▸ ACTIVITY: Rewrite the stretch of lines from the start through the line containing "negative clicks: (292, 184) (288, 238)", replacing "clicks" with "points" and leaving everything else unchanged. Return only that stretch, and omit the pictures.

▸ DATA:

________________________________________

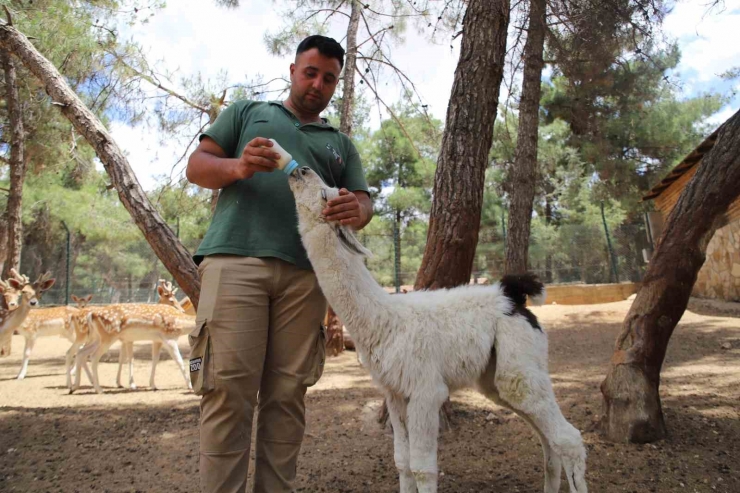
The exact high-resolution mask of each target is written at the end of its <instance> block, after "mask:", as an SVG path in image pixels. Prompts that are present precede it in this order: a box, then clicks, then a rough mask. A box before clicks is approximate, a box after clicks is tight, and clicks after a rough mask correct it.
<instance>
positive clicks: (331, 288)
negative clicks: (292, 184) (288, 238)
mask: <svg viewBox="0 0 740 493" xmlns="http://www.w3.org/2000/svg"><path fill="white" fill-rule="evenodd" d="M304 244H305V246H306V251H307V253H308V257H309V259H310V260H311V265H312V266H313V268H314V271H315V272H316V277H317V278H318V280H319V284H320V285H321V290H322V291H323V292H324V296H326V299H327V301H328V302H329V304H330V305H331V307H332V308H333V309H334V311H336V312H337V314H338V315H339V318H340V319H341V320H342V322H343V323H344V324H345V325H346V326H347V327H348V329H349V330H350V331H351V332H352V336H353V338H354V339H355V343H357V344H359V345H360V346H362V345H363V339H365V340H366V341H365V342H367V343H368V344H373V341H374V340H375V339H377V337H378V336H379V335H380V334H379V333H378V331H379V330H383V329H384V328H385V327H386V326H387V324H385V323H381V321H380V317H383V316H385V317H387V314H388V312H389V311H392V307H391V303H390V301H391V299H390V296H389V295H388V293H386V292H385V291H384V290H383V288H381V287H380V286H379V285H378V283H377V282H375V279H373V276H372V275H371V274H370V271H368V270H367V267H365V264H364V262H363V258H362V256H360V255H356V254H353V253H350V252H349V251H347V249H345V248H344V247H343V246H342V244H341V243H340V241H339V239H338V238H337V237H336V235H335V233H334V231H333V230H332V229H331V227H330V226H329V225H326V224H321V225H318V226H316V227H314V228H313V229H312V230H311V231H309V232H308V233H306V235H305V237H304ZM368 338H371V339H372V341H371V340H369V339H368Z"/></svg>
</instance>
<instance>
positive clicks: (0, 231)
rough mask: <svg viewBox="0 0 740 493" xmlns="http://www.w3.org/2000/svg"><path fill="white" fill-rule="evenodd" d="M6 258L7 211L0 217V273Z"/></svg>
mask: <svg viewBox="0 0 740 493" xmlns="http://www.w3.org/2000/svg"><path fill="white" fill-rule="evenodd" d="M7 258H8V211H7V210H6V211H5V212H3V214H2V216H0V272H2V271H3V268H4V266H5V261H6V260H7Z"/></svg>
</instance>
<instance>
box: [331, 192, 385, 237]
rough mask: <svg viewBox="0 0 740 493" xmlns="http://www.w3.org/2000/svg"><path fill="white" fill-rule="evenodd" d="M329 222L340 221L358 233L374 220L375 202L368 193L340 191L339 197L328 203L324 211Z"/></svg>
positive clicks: (344, 225)
mask: <svg viewBox="0 0 740 493" xmlns="http://www.w3.org/2000/svg"><path fill="white" fill-rule="evenodd" d="M322 213H323V214H324V216H326V219H327V220H328V221H339V222H340V223H341V224H342V225H343V226H351V227H352V228H353V229H354V230H356V231H358V230H360V229H362V228H364V227H365V226H367V223H369V222H370V220H371V219H372V218H373V201H372V199H371V198H370V195H369V194H368V193H367V192H364V191H362V190H357V191H355V192H350V191H349V190H347V189H346V188H342V189H340V190H339V197H336V198H334V199H331V200H330V201H328V202H327V203H326V208H325V209H324V210H323V211H322Z"/></svg>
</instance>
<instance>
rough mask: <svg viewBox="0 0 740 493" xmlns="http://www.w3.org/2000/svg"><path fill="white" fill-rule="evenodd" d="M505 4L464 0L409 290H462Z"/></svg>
mask: <svg viewBox="0 0 740 493" xmlns="http://www.w3.org/2000/svg"><path fill="white" fill-rule="evenodd" d="M509 10H510V8H509V0H471V1H470V3H469V4H468V8H467V11H466V12H465V18H464V19H463V34H462V46H461V48H460V59H459V61H458V64H457V69H456V70H455V79H454V82H453V85H452V95H451V96H450V102H449V106H448V107H447V120H446V123H445V132H444V136H443V138H442V149H441V151H440V154H439V159H438V161H437V172H436V173H435V177H434V201H433V203H432V211H431V215H430V220H429V232H428V234H427V245H426V248H425V250H424V258H423V259H422V263H421V267H420V268H419V272H418V274H417V277H416V283H415V289H436V288H449V287H453V286H459V285H461V284H467V283H468V282H469V281H470V273H471V270H472V267H473V259H474V257H475V248H476V246H477V244H478V230H479V228H480V215H481V205H482V202H483V185H484V175H485V170H486V166H487V164H488V152H489V150H490V148H491V142H492V140H493V122H494V121H495V120H496V110H497V107H498V96H499V88H500V86H501V80H502V78H503V70H504V59H505V55H506V31H507V29H508V26H509Z"/></svg>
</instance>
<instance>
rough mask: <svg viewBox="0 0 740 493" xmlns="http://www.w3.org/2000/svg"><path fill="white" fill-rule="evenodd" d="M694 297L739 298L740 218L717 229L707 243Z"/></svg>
mask: <svg viewBox="0 0 740 493" xmlns="http://www.w3.org/2000/svg"><path fill="white" fill-rule="evenodd" d="M693 295H694V296H697V297H699V298H713V299H718V300H726V301H740V219H738V220H735V221H733V222H731V223H730V224H728V225H727V226H725V227H723V228H721V229H718V230H717V231H716V232H715V233H714V236H713V237H712V240H711V241H710V242H709V245H708V246H707V259H706V261H705V262H704V265H703V266H702V268H701V270H700V271H699V276H698V277H697V279H696V284H695V285H694V292H693Z"/></svg>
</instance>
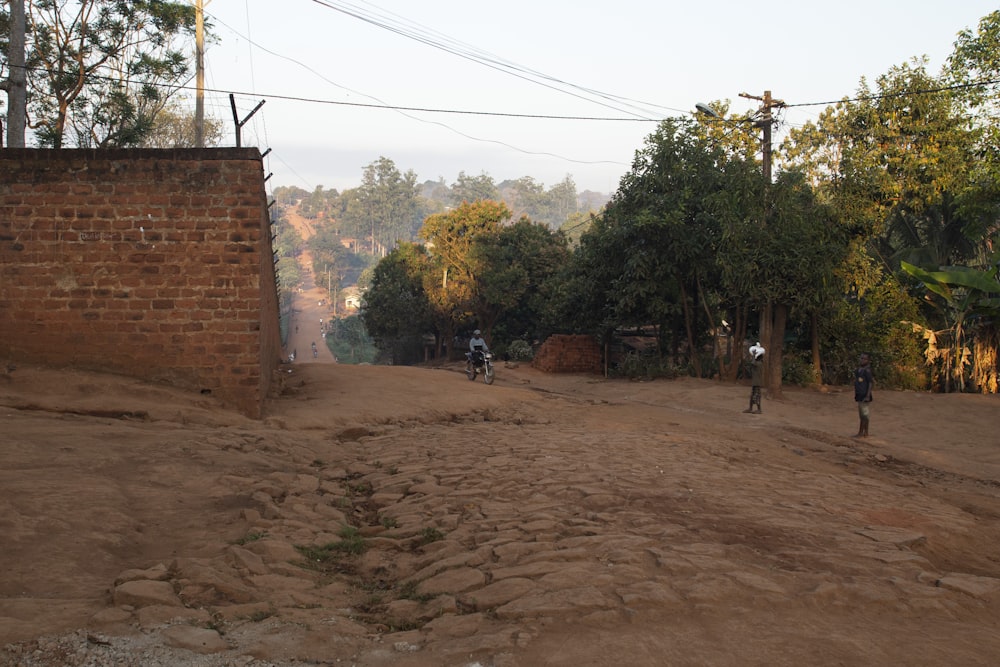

________________________________________

▸ COMPLETED EXERCISE:
The exact high-resolution mask of each target is written at the end of its <instance> block, after "mask:", as an SVG path in image pixels. Prompts that are present precede it in this order: a box, then points, then a rough mask. A box before points is approximate, a box after points is tight, and points after a rough mask correct it.
<instance>
positive points: (331, 288)
negative points: (292, 184) (288, 238)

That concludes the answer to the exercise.